*EXCERPTED RECORDS*:
··········

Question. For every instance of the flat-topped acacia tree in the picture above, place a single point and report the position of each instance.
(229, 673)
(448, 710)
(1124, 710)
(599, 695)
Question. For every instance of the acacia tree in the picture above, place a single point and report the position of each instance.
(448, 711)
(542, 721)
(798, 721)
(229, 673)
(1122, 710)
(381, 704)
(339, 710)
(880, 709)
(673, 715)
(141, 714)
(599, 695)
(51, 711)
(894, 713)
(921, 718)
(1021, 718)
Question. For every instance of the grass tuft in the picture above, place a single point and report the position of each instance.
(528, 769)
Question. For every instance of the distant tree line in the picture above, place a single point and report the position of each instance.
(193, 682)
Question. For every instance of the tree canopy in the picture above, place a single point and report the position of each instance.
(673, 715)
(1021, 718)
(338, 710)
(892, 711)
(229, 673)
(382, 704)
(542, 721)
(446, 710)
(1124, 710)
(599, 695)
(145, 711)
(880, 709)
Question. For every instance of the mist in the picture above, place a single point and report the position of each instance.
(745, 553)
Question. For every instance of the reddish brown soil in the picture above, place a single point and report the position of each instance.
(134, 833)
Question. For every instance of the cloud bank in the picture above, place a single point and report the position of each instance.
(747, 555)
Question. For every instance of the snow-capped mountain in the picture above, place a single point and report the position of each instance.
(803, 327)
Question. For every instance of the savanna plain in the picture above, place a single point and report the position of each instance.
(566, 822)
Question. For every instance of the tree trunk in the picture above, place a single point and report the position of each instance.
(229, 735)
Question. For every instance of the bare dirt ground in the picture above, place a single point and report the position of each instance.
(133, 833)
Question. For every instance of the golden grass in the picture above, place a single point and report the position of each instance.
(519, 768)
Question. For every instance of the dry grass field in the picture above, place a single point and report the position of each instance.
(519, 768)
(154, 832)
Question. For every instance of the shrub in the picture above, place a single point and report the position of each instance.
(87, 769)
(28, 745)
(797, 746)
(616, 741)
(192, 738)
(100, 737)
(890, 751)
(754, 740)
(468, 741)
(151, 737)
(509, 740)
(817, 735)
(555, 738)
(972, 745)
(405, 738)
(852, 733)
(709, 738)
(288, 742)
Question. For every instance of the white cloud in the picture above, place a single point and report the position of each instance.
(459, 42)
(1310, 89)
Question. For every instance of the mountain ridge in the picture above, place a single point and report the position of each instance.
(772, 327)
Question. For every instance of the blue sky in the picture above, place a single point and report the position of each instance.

··········

*WHAT IS ASKED*: Copy the records above exactly.

*THE RESULT*:
Question. For every instance of the flat-topped acacia tree in the picture above, place a single point and report the position of each instance.
(229, 673)
(448, 710)
(1124, 710)
(599, 695)
Question. For every instance of the acacia tree in the picture above, place a single point and report the position of each instance.
(448, 711)
(542, 721)
(798, 721)
(229, 673)
(1122, 710)
(381, 704)
(339, 710)
(880, 709)
(673, 715)
(141, 714)
(599, 695)
(51, 711)
(894, 713)
(921, 718)
(1021, 718)
Question. For every instance of the grass tuft in the picture above, place a single point and report the position of each instance.
(528, 769)
Question. For every instance of the distant tree line in the picture above, place a single point and report the position of each instance.
(193, 682)
Question. For every instance of the tree canopy in the picture above, place a single point and report the position of each instance.
(673, 715)
(1021, 718)
(338, 710)
(892, 711)
(229, 673)
(382, 704)
(542, 721)
(446, 710)
(1124, 710)
(599, 695)
(145, 711)
(880, 709)
Question. For every instance of the mist in the picture above, place a single point and report the position of each instance.
(745, 553)
Question. For every instance of the reddish brown soil in the picture above, place a single point and report the position of each instance.
(134, 833)
Question. For every instance of the cloud bank in the picture above, place a single point and report the position of each instance.
(747, 555)
Question. For every instance of the snow-capped mountain in the picture above, place a single point and report the position of each instance.
(803, 327)
Question. For every instance of the savanna plain in the picture above, place a single point and report the position of each instance.
(566, 822)
Question. For every instance of the tree trunk in the picture above, place a single point and report the position of each instance.
(229, 735)
Question. For every instance of the bare dirt ground in the picture above, place a single point and report the position of each instance.
(133, 833)
Question. For every instance of the golden grass in the picture above, place a single point and report the position of each instance.
(519, 768)
Question. For every instance of the dry grass field in the picture above, place a single point and report the position of each instance.
(519, 768)
(154, 832)
Question. For every instance of the shrub in the picture above, place a single point and report the position of each instance.
(87, 769)
(28, 745)
(797, 746)
(616, 741)
(192, 738)
(100, 737)
(890, 751)
(754, 740)
(468, 741)
(151, 737)
(509, 740)
(817, 735)
(555, 738)
(972, 745)
(405, 738)
(852, 733)
(709, 738)
(288, 742)
Question. For every instance of the white cloud in the picture above, place a single point and report the position of each instance.
(459, 42)
(1310, 89)
Question. For every instance of the mountain ridge in the picture above, place a single point and report the position of each instance.
(772, 327)
Question. For every instance of the blue sky in the picture above, place a single point and report the position of each instance.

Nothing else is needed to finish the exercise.